[Referring expression data]
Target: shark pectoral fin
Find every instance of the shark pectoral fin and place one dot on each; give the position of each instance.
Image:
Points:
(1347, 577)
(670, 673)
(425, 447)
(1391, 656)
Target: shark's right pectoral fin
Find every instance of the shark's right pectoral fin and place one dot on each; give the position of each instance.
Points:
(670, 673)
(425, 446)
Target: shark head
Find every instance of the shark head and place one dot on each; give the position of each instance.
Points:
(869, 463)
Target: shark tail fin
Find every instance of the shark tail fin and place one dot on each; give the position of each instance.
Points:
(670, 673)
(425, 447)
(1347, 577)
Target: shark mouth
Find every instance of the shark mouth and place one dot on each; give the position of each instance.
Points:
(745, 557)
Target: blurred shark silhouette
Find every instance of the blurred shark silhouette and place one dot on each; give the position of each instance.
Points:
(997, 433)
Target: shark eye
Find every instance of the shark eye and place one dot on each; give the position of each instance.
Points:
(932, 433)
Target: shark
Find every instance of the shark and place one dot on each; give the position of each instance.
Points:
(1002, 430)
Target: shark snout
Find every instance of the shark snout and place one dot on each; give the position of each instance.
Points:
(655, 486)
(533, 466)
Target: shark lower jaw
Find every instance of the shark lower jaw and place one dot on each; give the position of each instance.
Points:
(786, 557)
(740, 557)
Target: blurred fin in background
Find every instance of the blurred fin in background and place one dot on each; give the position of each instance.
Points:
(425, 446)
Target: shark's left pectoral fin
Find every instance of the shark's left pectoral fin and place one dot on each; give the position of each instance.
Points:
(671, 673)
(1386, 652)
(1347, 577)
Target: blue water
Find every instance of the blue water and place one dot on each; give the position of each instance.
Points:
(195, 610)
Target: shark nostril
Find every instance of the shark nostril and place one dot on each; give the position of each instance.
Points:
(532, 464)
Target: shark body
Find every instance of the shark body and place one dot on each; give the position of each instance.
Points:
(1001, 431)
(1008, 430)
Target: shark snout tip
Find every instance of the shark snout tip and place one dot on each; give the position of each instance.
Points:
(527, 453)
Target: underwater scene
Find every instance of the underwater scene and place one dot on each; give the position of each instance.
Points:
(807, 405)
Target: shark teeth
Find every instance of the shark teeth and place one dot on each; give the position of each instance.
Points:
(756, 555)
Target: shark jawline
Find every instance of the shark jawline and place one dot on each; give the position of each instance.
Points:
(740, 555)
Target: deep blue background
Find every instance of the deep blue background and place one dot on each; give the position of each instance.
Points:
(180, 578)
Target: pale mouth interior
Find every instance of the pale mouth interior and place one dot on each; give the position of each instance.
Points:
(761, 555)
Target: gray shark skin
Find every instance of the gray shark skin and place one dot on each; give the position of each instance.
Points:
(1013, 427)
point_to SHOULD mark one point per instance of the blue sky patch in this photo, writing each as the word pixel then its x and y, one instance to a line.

## Problem statement
Only an exact transcription of all the entries will do.

## Exercise answer
Target: shark pectoral fin
Find every instance of the shark pectoral fin and place one dot on each; give the position of each instance.
Image:
Points:
(1347, 577)
(670, 673)
(425, 447)
(1391, 656)
Target: shark's right pectoral fin
Find every instance of the shark's right pectoral fin and place one dot on each; give the position of each instance.
Points:
(670, 673)
(425, 446)
Target: shark head
Find every instance of the shark head and place one dot on each; give the position of each instance.
Points:
(869, 463)
Target: shark tail fin
Find every instance of the shark tail fin and place one dot on each; give the position of each instance.
Points:
(670, 673)
(425, 447)
(1347, 577)
Target: shark mouth
Find every instance of the shark mouth and place one dot on each; give the position of each instance.
Points:
(745, 557)
Target: blurred shark silhouette
Find every instance of the blurred shark silhouette and place one dot on each; give the position of each instance.
Points:
(997, 433)
Target: shark eye
Find every instance of the shark eye and place one dot on each; give the position of each instance.
Points:
(932, 433)
Target: shark
Find every instance of the shark and place one dot on each; give the position of each instance.
Points:
(1002, 430)
Target: shark snout
Find every instance of the shark snout and place one dot on each; give the position of each instance.
Points:
(655, 486)
(533, 466)
Target: shark lower jaw
Find every instance of the shark lower jaw and place one dot on each; give the position of each instance.
Points:
(786, 557)
(740, 557)
Target: blurred fin in background
Find every instance of the blurred fin in background and place one dot on each; give the position of each instance.
Points:
(425, 446)
Target: shark's left pectoral fin
Find every instance of the shark's left pectoral fin and place one dot on each; give the position of each instance.
Points:
(671, 673)
(1386, 652)
(1347, 577)
Target: blue water
Find every instance of the blue water and place one dot on each; give the position of each instance.
Points:
(195, 610)
Target: shark nostril
Find every instance of the shark nostril and place one dot on each; give the position of each instance.
Points:
(532, 464)
Target: shark body
Find every instance of the shark body and place one dot on each; give the position of each instance.
Points:
(1001, 431)
(1008, 430)
Target: shark snout tip
Find every instance of the shark snout tip and place one dot on each; give the position of each instance.
Points:
(527, 453)
Target: underwater scene
Find every instance of the underwater scene and place one dot on each; give the position of each instance.
Points:
(807, 405)
Target: shark teeth
Find every instance of the shark teeth and place one dot on each; give the position of each instance.
Points:
(756, 555)
Target: shark jawline
Find every instance of the shark jawline and place one dot on each; give the position of each instance.
Points:
(740, 555)
Target: deep blue background
Find every instance of the deep blue background and place one dot on each; give the position of each instance.
Points:
(180, 578)
Target: pale mouth interior
Find every instance of the pale mouth interior and place one dot on each; give the position of each instance.
Points:
(761, 555)
Target: gray shark skin
Find every instance of the gray shark skin and place one dot on each; give the position of each instance.
Points:
(1013, 427)
point_to SHOULD mark one point per instance of the blue sky patch in this photo, writing each as the word pixel then its x and y, one instance to a line.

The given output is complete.